[Begin SUPPLIED RECORDS]
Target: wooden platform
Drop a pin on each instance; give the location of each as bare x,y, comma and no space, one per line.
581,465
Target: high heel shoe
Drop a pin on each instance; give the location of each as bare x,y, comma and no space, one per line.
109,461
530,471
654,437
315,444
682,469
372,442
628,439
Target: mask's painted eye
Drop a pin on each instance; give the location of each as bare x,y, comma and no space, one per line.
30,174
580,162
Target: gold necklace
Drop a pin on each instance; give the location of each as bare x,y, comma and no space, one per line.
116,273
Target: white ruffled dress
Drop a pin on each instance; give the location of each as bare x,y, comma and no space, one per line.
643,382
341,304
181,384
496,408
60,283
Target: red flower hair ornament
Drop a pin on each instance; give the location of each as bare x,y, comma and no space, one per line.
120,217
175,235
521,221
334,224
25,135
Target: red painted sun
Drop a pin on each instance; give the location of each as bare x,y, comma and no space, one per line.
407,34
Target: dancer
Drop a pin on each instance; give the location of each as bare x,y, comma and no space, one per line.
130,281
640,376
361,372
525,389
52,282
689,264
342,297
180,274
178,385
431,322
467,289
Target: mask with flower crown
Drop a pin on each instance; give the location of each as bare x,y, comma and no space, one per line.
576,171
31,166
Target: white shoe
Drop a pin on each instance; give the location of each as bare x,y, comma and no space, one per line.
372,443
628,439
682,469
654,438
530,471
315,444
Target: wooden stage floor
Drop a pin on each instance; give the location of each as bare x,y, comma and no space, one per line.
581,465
[End SUPPLIED RECORDS]
> SHORT EXERCISE:
Reproduce every item above verbatim, with no changes of any kind.

> RESULT OF THIS TASK:
Target: wooden platform
Drop a pin on each instance; give the location of each as bare x,y, comma and no space, one per line.
581,465
Target: high heel shoe
Drop a pin on each instance; give the location of each as bare x,y, comma and no space, one per line.
109,461
530,471
654,437
315,444
682,469
372,442
628,439
Target: mask's painted eye
Drop a pin on each instance; give the location of each as bare x,y, comma and no space, one per line.
30,174
580,162
Target: gold necklace
Drop a pin on each instance; give the location of each as bare x,y, comma and no space, one per line.
116,273
Target: white ruffled dress
Drop a pin on each instance; give the location of each as bare x,y, comma and no space, one per line.
643,382
341,304
181,384
496,408
60,283
Target: red flower hair ornament
Drop a pin on each instance; give the location of each as bare x,y, comma and no space, one per line.
120,217
175,235
521,221
334,224
25,135
Target: red painted sun
Drop a pin on each instance; give the location of each as bare x,y, comma and no space, one per line.
407,34
Target: dancer
Drop a pin on each instance; give the location of each as bare x,y, comma and no space, one per line.
130,281
640,376
361,372
525,389
52,282
689,264
342,297
180,274
178,385
431,322
467,289
Target: mask with flower crown
Drop a pin on each instance; give the location of each as bare x,y, comma and no space, one per line.
576,171
31,166
Target: white shoe
Drop a pin on each instance; give the location of each as bare x,y, comma and no space, one per line.
372,443
628,439
682,469
654,438
530,471
315,444
Target: wooden stage floor
Drop a pin on each instance; give the location of each as bare x,y, comma and no space, one per line.
581,465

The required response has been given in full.